> **Exercise requirements**
In the essay on the song "It Makes No Difference," how old was the writer when first watching The Last Waltz?

> **Quoted text**
--------------------

One of my earliest childhood memories is of watching The Last Waltz with my Dad and when the opening riff to this song started it was as if I immediately learned something new about being alive. Too young to fully understand the weight of the lyrics, I was still able to understand the hurt in Rick Danko's voice and the urgency with which the band played. I was about six years old.
"Without your love/I have nothing at all/like an empty hall/it's a lonely fall"
As I entered my teen years my folks split up and Mom took it hard. I can still smell her cigarette burning in her bedroom and see the smoke pass through a soft light as I noticed she had the lyrics written out on a legal pad on her bed. I had never really read through those words before that and if I had, I didn't think of them as anything more than just words to a song. This time it was different. That night I went into my room and listened over and over, studying every nuance as if that recording was a textbook.
The version from The Last Waltz makes this song take on more meaning. Makes it more than just a song to a lover. This was The Band's last concert. They were all losing someone after that night and I think it came out in the performance. Richard Manuel and Levon Helm only play the perfect notes. No fill more or less than needed and the piano never stepped on the vocal. Robbie Robertson jingles and jangles his guitar solo right through you leading up to what I consider to be the greatest use of a sax solo in all of rock music (sorry Clarence). Garth Hudson's note choice is absolutely perfect and his tone knocks you at the knees.
"Well, I love you so much/and it's all I can do/just to keep myself from telling you/ that I never felt so alone before"
There are few constants in life. Friends come and go, family members die as new ones are born. Hair Metal used to be the shit. I've lost lovers, band members, and even pieces of myself. And through all of the changes life has thrown I always come back to this song because for people like us, the song is that one constant that makes you feel like your not alone. That someone else has felt what you have felt and they made it through.
"It Makes No Difference," my six minutes and forty-six seconds of consistency.

--------------------

> **Raw records**
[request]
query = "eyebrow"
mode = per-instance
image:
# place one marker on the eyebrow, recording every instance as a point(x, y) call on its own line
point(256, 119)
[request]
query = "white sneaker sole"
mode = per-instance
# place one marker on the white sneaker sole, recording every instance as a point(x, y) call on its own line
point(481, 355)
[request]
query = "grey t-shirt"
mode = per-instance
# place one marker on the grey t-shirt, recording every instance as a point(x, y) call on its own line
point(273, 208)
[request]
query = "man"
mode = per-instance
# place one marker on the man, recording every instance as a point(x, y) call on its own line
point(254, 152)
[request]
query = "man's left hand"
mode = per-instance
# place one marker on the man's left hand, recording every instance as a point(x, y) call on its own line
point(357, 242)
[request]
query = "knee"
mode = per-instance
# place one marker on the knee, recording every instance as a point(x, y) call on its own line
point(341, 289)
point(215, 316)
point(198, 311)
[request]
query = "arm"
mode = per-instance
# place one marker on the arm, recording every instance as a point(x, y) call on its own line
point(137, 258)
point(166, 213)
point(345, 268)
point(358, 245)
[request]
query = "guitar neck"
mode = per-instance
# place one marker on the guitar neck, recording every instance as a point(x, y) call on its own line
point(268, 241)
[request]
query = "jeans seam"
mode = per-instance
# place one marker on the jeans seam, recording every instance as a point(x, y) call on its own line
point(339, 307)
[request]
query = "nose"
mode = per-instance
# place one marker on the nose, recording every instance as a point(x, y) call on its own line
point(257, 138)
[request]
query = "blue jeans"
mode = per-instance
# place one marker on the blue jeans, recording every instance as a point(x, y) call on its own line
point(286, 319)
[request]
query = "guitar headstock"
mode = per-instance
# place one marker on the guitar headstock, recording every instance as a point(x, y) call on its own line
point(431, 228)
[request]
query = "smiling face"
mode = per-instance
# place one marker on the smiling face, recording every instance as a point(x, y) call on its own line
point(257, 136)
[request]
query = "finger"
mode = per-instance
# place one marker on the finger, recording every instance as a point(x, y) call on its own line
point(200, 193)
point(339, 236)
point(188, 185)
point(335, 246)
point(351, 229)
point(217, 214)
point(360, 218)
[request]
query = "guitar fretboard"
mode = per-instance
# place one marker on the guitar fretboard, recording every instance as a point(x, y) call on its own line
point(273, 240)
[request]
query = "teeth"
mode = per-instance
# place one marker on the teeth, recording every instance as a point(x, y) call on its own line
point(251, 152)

--------------------

> **Response to this exercise**
About six years old.